__VORLIEGENDER TEXT__.
┏━━
Führungskräfte-Weiterbildung

Seitenwechsel

03.02.2003
Manager tauschen Ledersessel, Dienstwagen und Business-Hotel für kurze Zeit gegen das "richtige Leben" ein: auf der Straße, im Heim oder im Knast. Nicht selten verändern solche Erlebnisse das Führungsverhalten.

Thorsten Schümann ist ein verrückter Hund. Das findet zumindest Hans-Christian von Hemolt, Personalentwickler bei Daimler-Chrysler in Hamburg; er meinte, dem IT-Manager sei es am ehesten zuzutrauen, etwas derart Ausgefallenes zu machen. Und so begab sich Schümann in ein Haus, das normalerweise niemand wieder lebend verlässt: das Hamburger Aidshospiz "Leuchtfeuer". An die ungewöhnliche Weiterbildungsmaßnahme für Führungskräfte erinnert Schümann sich selbst zwei Jahre später noch, als sei es gestern gewesen: "Das war das Intensivste, was ich bisher gemacht habe."
┗━━
Setzen Sie den Artikel über die Führungskräfte-Weiterbildung im Anschluss an seinen letzten Satz fort.

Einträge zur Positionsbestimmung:
┏━━
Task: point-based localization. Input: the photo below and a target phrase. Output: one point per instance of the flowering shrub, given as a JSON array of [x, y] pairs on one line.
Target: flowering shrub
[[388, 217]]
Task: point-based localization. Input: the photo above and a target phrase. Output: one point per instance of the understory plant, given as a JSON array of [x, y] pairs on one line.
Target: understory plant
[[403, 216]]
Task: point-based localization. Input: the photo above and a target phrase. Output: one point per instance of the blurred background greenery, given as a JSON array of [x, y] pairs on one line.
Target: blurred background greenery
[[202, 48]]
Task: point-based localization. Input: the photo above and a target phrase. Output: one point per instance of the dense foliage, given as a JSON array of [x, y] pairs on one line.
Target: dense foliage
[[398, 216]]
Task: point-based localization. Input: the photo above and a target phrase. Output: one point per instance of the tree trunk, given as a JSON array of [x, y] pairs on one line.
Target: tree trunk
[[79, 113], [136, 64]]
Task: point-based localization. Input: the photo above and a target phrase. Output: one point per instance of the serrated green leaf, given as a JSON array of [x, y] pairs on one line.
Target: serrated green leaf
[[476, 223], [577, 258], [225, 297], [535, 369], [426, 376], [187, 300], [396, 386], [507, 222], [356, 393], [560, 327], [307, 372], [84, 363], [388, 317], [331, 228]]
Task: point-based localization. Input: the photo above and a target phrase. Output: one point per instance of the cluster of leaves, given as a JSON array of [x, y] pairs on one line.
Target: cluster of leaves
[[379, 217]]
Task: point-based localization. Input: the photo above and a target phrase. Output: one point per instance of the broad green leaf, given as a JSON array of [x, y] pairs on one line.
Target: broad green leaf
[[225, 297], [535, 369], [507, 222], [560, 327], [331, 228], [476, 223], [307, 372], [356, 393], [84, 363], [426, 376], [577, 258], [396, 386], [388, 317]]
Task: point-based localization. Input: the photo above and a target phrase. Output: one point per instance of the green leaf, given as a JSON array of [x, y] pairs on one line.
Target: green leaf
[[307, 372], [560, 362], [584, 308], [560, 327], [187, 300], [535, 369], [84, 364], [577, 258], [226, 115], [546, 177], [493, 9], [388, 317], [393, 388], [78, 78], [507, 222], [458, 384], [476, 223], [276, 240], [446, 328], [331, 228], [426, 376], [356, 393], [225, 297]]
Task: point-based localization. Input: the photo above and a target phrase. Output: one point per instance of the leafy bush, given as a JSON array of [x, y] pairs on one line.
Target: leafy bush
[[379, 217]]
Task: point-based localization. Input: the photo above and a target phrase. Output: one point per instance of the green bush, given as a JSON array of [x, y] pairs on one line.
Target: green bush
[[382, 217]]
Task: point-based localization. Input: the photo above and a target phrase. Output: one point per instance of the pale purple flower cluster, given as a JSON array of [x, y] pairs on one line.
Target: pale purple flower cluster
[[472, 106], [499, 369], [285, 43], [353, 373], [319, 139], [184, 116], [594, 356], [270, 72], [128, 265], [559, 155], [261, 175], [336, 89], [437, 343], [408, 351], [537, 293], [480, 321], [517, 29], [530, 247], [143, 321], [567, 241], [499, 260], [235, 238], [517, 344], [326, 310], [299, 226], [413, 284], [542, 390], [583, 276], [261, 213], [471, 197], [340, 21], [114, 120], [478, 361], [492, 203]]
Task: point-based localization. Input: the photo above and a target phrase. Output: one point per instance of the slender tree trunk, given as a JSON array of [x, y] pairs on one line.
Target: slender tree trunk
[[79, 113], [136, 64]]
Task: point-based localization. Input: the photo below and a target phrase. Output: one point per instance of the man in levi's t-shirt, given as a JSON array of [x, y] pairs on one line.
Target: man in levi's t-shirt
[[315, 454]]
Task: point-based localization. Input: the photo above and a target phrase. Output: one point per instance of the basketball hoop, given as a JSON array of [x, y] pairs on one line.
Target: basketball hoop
┗━━
__ANTWORT ZUR AUFGABE__.
Die einwöchige Arbeit mit Menschen anderer sozialer Schichten soll die Sozialkompetenz und Kommunikationsfähigkeit der Führungskräfte erhöhen und ihnen neue Perspektiven eröffnen. Zudem sollen solche Erfahrungen die so genannten Soft Skills fördern, um die Routine des Business-Alltags zu durchbrechen. Mit dem Dienstwagen aus der Tiefgarage in die Firma und wieder nach Hause; ein Meeting jagt das nächste, das Handy steht nicht still: Viele Manager haben den Draht zur Umgebung verloren und suchen wieder Bodenhaftung. Für kurze Zeit nehmen sie daher Putzeimer oder Klingelbeutel in die Hand.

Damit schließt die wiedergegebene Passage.